### TASK DIRECTIONS
Return every entry in full, with no alterations.
━━━━━━━━━━━━━━━━
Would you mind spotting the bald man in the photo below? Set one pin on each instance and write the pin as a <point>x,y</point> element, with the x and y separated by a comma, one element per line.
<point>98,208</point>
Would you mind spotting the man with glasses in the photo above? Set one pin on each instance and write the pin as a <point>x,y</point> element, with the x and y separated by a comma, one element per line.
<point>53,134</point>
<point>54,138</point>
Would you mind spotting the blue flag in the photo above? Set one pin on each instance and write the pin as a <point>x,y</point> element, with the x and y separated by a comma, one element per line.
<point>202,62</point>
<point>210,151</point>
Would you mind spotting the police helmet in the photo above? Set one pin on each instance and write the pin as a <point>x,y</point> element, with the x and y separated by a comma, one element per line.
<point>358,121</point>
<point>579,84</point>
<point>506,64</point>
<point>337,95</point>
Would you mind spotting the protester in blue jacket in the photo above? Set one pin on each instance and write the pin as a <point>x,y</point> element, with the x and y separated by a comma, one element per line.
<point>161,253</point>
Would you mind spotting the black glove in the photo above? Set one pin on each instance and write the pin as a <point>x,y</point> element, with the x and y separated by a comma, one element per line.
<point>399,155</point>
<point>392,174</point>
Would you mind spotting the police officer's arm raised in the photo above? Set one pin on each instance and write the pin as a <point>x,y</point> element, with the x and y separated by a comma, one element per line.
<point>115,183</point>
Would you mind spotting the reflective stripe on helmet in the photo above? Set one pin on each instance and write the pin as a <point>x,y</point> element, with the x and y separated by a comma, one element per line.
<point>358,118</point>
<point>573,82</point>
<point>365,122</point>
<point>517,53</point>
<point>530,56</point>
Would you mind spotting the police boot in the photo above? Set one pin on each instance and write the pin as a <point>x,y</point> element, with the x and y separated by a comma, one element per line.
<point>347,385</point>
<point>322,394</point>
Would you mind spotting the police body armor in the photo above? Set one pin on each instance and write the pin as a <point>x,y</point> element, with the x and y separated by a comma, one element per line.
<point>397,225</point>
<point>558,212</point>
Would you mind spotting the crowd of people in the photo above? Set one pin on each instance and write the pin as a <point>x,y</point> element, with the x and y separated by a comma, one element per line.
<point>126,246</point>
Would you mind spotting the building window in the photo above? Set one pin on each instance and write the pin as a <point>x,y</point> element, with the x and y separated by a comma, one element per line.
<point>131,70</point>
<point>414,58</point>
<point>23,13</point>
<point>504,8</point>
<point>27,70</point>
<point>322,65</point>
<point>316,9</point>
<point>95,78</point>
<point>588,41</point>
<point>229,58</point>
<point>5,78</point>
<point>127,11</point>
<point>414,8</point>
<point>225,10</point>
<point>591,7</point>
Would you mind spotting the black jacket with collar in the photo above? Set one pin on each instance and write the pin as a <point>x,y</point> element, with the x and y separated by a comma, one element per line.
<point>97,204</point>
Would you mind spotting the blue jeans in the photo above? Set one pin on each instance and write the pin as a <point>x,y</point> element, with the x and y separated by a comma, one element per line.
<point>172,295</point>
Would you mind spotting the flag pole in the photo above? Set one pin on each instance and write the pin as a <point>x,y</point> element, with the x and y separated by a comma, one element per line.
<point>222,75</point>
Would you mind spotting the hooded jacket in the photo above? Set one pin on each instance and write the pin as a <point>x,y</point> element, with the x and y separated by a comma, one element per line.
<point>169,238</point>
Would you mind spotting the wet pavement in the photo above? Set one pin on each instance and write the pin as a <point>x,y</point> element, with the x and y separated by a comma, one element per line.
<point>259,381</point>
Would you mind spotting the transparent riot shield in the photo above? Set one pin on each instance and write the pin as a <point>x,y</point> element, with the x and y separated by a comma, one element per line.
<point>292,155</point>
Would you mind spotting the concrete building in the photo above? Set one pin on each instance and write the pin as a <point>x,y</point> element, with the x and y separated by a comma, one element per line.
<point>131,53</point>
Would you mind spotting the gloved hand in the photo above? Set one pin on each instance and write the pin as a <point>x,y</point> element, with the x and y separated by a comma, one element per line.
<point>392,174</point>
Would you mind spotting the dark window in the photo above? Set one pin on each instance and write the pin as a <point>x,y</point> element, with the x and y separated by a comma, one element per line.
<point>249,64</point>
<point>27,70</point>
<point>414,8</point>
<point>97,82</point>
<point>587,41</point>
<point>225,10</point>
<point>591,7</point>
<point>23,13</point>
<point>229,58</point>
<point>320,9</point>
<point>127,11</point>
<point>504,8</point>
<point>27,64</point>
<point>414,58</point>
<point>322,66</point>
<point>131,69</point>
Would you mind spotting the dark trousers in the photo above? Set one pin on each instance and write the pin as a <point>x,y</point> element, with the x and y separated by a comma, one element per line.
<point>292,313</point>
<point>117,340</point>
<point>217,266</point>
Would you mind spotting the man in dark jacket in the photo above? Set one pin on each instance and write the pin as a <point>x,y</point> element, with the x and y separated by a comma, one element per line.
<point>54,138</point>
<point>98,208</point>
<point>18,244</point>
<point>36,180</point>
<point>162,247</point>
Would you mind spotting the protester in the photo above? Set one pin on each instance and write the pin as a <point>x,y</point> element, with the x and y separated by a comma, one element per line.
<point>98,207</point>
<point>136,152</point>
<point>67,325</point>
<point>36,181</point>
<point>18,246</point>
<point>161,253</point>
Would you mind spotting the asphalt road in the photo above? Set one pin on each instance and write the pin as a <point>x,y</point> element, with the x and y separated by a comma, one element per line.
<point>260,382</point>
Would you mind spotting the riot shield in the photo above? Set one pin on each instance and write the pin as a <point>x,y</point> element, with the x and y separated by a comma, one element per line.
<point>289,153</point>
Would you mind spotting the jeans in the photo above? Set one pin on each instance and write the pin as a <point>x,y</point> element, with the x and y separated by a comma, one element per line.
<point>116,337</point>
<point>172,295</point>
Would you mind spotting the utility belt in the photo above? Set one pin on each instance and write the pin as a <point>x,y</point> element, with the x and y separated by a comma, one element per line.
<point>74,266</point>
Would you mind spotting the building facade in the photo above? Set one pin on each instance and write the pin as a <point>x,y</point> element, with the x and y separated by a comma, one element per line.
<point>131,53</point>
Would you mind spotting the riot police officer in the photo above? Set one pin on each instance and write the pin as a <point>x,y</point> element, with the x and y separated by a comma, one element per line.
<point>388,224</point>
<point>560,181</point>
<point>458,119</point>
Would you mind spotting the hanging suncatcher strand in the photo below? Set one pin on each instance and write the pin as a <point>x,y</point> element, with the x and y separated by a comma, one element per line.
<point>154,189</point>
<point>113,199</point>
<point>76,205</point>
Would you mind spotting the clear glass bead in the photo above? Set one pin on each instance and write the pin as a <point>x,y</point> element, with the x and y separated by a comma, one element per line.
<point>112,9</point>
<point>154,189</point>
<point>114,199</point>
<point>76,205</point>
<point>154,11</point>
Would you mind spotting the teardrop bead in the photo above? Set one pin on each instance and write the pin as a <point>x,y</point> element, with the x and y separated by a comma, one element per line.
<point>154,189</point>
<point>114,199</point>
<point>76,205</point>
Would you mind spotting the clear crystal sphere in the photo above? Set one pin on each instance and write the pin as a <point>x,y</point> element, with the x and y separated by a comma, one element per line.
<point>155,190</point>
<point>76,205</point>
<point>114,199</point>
━━━━━━━━━━━━━━━━
### EXERCISE RESULT
Would you mind spotting the bald man in the photo below? Set one pin on each instance and write the pin as a <point>x,y</point> element, with the x and y separated by a comma, one element per line.
<point>98,208</point>
Would you mind spotting the man with glasses in the photo above? Set one pin on each instance and write the pin as a <point>x,y</point> element, with the x and y separated by a comma, one element per line.
<point>53,134</point>
<point>54,138</point>
Would you mind spotting the blue flag in the photo above? Set one pin on each instance and write the pin as a <point>x,y</point> element, with the x and y separated by a comma, one element per line.
<point>202,62</point>
<point>210,151</point>
Would you mind spotting the police helmet in the photo above? Set one pin on each instance and write the pin as a <point>x,y</point> element, with the x and y separated by a comma, one element per line.
<point>358,121</point>
<point>579,84</point>
<point>506,64</point>
<point>337,95</point>
Would you mind spotting the protester in blue jacket in the photo above? Set one pin on each instance and write the pin as a <point>x,y</point> element, with the x and y separated by a comma, one element per line.
<point>161,253</point>
Would you mind spotting the black glove in the photo above? Set one pin on each instance and write the pin as a <point>x,y</point> element, with the x and y separated by a comma, one element per line.
<point>399,155</point>
<point>392,174</point>
Would you mind spotting the police officer's arm raised in the photo above? Set one pin on each instance and write the pin as a <point>x,y</point> element, with the x and y separated by a comma, one element per line.
<point>115,183</point>
Would you mind spotting the reflective stripe on helmet in the photo above? Set one pin on each instance and write the pin as a <point>x,y</point> element, with the x and y separated by a comma, one element per line.
<point>358,118</point>
<point>573,82</point>
<point>365,122</point>
<point>517,53</point>
<point>530,56</point>
Would you mind spotting the police boot in the photo above? Set one pin on each instance and write the pin as a <point>x,y</point> element, with the x and y separated by a comma, one element per line.
<point>347,385</point>
<point>322,394</point>
Would you mind spotting the police body armor in the photo above? Set one pin on each instance and write the pin as a <point>x,y</point> element, with the x and y separated by a comma, one element per line.
<point>397,225</point>
<point>558,212</point>
Would you mind spotting the crowd of people in the photo above? Set one pin on each instance and write the pin as a <point>x,y</point> element, with the x and y separated by a comma, one element per line.
<point>126,246</point>
Would you mind spotting the building window in the photo above? Set one pin on each instance and write the pin as a <point>x,y</point> element, with the x and y separated by a comma, one element per line.
<point>131,70</point>
<point>414,58</point>
<point>23,13</point>
<point>504,8</point>
<point>27,70</point>
<point>322,65</point>
<point>316,9</point>
<point>95,78</point>
<point>588,41</point>
<point>229,58</point>
<point>5,78</point>
<point>127,11</point>
<point>414,8</point>
<point>225,10</point>
<point>591,7</point>
Would you mind spotting the black jacket with collar in the photo above? Set one pin on each instance and write the pin as a <point>x,y</point> element, with the x and y separated by a comma, one element per line.
<point>97,204</point>
Would you mind spotting the blue jeans in the photo above? Set one pin on each instance and write the pin as a <point>x,y</point> element, with the x and y separated by a comma, one element per line.
<point>172,295</point>
Would you mind spotting the flag pole in the photo above? Set one pin on each instance and write the pin as a <point>x,y</point> element, with the x and y separated by a comma, one element per line.
<point>222,75</point>
Would you mind spotting the hooded jacket in the photo above? Set one pin on each instance and write the pin as a <point>x,y</point> element, with the x and y separated by a comma, one element per line.
<point>169,238</point>
Would you mind spotting the wet pavement in the photo above? Set one pin on each instance and write the pin as a <point>x,y</point> element, with the x and y separated by a comma, one element per line.
<point>259,381</point>
Would you mind spotting the transparent riot shield in the photo above? Set one pin on each instance and write the pin as a <point>x,y</point> element, with the x and y separated by a comma, one element per line.
<point>292,155</point>
Would you mind spotting the concrete building in the photo above? Set one pin on each instance and write the pin as a <point>x,y</point> element, with the x and y separated by a comma, one element per line.
<point>131,53</point>
Would you mind spotting the gloved hand in the photo above? Set one pin on each instance and write the pin as a <point>x,y</point> element, with the x and y separated by a comma, one element per line.
<point>392,174</point>
Would you mind spotting the dark window in the photo above? Set one pin on each instance and write the pin as a <point>x,y</point> element, with the x and y separated by a comma, one element per line.
<point>249,64</point>
<point>27,70</point>
<point>414,8</point>
<point>97,82</point>
<point>587,41</point>
<point>225,10</point>
<point>591,7</point>
<point>23,13</point>
<point>229,58</point>
<point>320,9</point>
<point>127,11</point>
<point>504,8</point>
<point>27,64</point>
<point>414,58</point>
<point>322,66</point>
<point>131,69</point>
Would you mind spotting the dark trousers in the photo above? Set one pin on each instance and write the pin as a <point>x,y</point> element, with the x and y separated by a comma, one element per line.
<point>292,313</point>
<point>117,340</point>
<point>217,266</point>
Would you mind spotting the man in dark jacket in the photo above? Set one pin on each instance and write the pin as a <point>x,y</point> element, with the x and y separated by a comma, one element per line.
<point>54,138</point>
<point>98,208</point>
<point>18,244</point>
<point>36,180</point>
<point>162,247</point>
Would you mind spotting the protester in the photo above? Set one pin on each instance and write the pin as a <point>x,y</point> element, with the x and y separated by a comma, one element per line.
<point>98,207</point>
<point>136,152</point>
<point>67,325</point>
<point>36,181</point>
<point>18,246</point>
<point>161,253</point>
Would you mind spotting the asphalt road in the photo above? Set one pin on each instance and write the pin as a <point>x,y</point> element, with the x and y separated by a comma, one element per line.
<point>260,382</point>
Would you mind spotting the riot shield in the photo above? Set one pin on each instance and write the pin as a <point>x,y</point> element, with the x and y separated by a comma, one element per line.
<point>289,153</point>
Would you mind spotting the jeans in the photo above? Set one pin on each instance and write the pin as a <point>x,y</point> element, with the x and y separated by a comma, one element per line.
<point>116,337</point>
<point>172,295</point>
Would you mind spotting the utility belt in the photo above? Set one pin on each instance and write the pin as a <point>x,y</point> element, with the x and y separated by a comma, one element per line.
<point>74,266</point>
Would you mind spotting the building facade in the photo above? Set one pin on each instance and write the pin as a <point>x,y</point> element, with the x and y separated by a comma, one element per line.
<point>131,53</point>
Would you mind spotting the riot police officer in the photo above? Set one pin on each instance and write the pin as a <point>x,y</point> element, with the x and y separated by a comma, one element per line.
<point>388,224</point>
<point>560,181</point>
<point>458,119</point>
Would you mind spotting the hanging suncatcher strand in the photo below? Set one pin on each instance and write the pin as a <point>x,y</point> element, with the x and y separated by a comma, one element per line.
<point>154,189</point>
<point>113,199</point>
<point>76,205</point>
Would you mind spotting the clear glass bead in the photo above? Set one pin on each instance and write the pin as a <point>x,y</point> element, with the x and y separated by a comma, one element per line.
<point>112,9</point>
<point>154,189</point>
<point>114,199</point>
<point>76,205</point>
<point>154,11</point>
Would you mind spotting the teardrop bead in the photo above? Set one pin on each instance and write the pin as a <point>x,y</point> element, with the x and y separated by a comma, one element per line.
<point>154,189</point>
<point>114,199</point>
<point>76,205</point>
Would you mind spotting the clear crystal sphere in the photo above? Set one pin on each instance and write the pin as a <point>x,y</point> element, with the x and y separated by a comma, one element per line.
<point>155,190</point>
<point>76,205</point>
<point>114,199</point>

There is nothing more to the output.